• _Data records_:
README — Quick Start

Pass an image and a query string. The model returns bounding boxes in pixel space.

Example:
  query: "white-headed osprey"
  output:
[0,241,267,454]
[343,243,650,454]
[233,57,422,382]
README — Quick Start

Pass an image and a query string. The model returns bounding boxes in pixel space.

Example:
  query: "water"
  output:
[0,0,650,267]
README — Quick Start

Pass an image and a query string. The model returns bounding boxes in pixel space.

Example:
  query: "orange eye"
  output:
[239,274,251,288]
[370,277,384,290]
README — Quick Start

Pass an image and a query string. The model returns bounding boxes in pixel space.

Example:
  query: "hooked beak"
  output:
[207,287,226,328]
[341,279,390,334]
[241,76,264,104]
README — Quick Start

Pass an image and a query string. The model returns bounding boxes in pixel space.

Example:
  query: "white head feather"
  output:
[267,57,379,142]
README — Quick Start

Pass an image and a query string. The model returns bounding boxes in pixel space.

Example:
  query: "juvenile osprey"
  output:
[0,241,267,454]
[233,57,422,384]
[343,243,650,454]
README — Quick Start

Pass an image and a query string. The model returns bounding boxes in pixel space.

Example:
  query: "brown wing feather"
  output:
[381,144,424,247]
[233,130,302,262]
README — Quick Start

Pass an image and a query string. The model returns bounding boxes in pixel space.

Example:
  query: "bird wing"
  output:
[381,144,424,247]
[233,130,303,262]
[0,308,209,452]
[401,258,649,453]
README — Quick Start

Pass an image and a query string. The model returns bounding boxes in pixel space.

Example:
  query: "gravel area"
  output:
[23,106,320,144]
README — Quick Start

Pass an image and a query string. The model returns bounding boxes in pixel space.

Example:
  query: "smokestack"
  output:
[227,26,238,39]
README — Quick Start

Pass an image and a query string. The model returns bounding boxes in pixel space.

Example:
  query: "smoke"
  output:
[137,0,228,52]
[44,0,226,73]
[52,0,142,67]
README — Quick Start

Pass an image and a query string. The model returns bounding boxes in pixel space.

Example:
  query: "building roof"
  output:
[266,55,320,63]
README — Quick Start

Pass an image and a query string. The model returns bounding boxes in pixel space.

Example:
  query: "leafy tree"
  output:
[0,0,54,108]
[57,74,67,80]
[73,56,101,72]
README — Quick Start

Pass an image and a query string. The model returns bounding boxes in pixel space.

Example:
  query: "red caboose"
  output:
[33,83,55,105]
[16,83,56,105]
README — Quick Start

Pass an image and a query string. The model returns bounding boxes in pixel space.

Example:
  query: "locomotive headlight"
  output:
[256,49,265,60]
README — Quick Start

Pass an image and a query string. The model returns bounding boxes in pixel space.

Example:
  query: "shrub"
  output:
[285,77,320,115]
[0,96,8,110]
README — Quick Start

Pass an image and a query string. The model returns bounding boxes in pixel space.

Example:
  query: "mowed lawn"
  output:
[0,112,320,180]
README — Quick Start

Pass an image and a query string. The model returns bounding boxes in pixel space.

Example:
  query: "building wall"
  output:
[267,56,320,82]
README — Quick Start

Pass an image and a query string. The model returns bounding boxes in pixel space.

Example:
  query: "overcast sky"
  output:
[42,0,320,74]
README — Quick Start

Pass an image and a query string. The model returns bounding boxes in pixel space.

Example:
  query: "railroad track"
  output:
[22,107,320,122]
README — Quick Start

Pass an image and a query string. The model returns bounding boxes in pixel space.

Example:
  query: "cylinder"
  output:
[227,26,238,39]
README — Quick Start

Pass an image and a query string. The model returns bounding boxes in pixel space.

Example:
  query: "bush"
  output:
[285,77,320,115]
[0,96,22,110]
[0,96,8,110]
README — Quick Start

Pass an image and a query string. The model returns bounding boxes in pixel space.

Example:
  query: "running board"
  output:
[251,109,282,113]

• _Your instructions_:
State how many lines of the records above contain the string "building", treating case as significant, and give only the number.

• _Task answer_:
2